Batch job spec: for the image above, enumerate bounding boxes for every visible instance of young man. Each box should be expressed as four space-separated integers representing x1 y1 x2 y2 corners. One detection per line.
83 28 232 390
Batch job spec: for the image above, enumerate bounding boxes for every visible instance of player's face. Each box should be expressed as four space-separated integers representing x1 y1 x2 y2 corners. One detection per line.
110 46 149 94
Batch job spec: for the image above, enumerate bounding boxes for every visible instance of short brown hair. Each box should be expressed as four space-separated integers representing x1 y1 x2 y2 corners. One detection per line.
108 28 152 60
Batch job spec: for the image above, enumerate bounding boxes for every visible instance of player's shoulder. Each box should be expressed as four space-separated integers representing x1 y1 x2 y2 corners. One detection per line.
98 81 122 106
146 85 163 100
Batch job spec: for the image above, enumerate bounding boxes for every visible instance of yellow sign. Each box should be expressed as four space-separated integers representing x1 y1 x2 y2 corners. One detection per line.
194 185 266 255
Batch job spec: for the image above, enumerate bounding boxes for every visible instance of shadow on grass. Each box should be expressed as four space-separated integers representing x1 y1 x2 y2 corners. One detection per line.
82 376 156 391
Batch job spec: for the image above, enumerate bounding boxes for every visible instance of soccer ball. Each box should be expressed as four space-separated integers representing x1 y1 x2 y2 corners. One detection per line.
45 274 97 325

····················

## TASK STATEMENT
Copy the rows from the line with "instance of soccer" through the end of the rows, switching "soccer ball" to "football" and leaving everything else unchanged.

## SOLUTION TO THE PROBLEM
Batch job spec: for the image above, enumerate bounding boxes for every visible instance of football. Each box should be expressed as four space-separated integers representing x1 y1 x2 y2 corners. One detection per line.
45 274 97 325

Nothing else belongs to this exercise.